_Exercise data:_
····················

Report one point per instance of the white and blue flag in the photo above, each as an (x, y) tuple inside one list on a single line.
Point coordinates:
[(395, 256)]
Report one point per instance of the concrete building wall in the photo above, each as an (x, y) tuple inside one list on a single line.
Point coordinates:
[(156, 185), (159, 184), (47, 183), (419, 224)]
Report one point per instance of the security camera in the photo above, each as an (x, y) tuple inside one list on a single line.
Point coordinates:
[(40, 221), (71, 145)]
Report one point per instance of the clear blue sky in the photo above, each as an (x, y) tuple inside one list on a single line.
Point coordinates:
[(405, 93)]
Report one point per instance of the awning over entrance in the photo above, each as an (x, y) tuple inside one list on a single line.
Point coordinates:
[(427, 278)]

····················

_Exercise prompt:_ Down to the final line, write out all of the material exactly.

_Reply to the task:_
Report one point per instance of the white and blue flag in the photo above, each as an (x, y) tuple inside one list on a single line.
Point coordinates:
[(395, 256)]
Report one point per instance of the concrete building wall in the photo above, each as an (x, y) tuple inside one list on a single line.
Point coordinates:
[(156, 185), (159, 184), (47, 183), (419, 224)]
Report one point per instance of the security camera in the photo above, each as an (x, y) tuple inside one list on a single line.
Point coordinates:
[(40, 221), (71, 145)]
Report one point per instance of the clear blue sky in the photo above, each as an (x, y) tuple inside one list on a single line.
Point coordinates:
[(405, 93)]
Report one point per instance of the awning over entrance in the photo above, each as an (x, y) tuple inside one list on a single line.
Point coordinates:
[(427, 278)]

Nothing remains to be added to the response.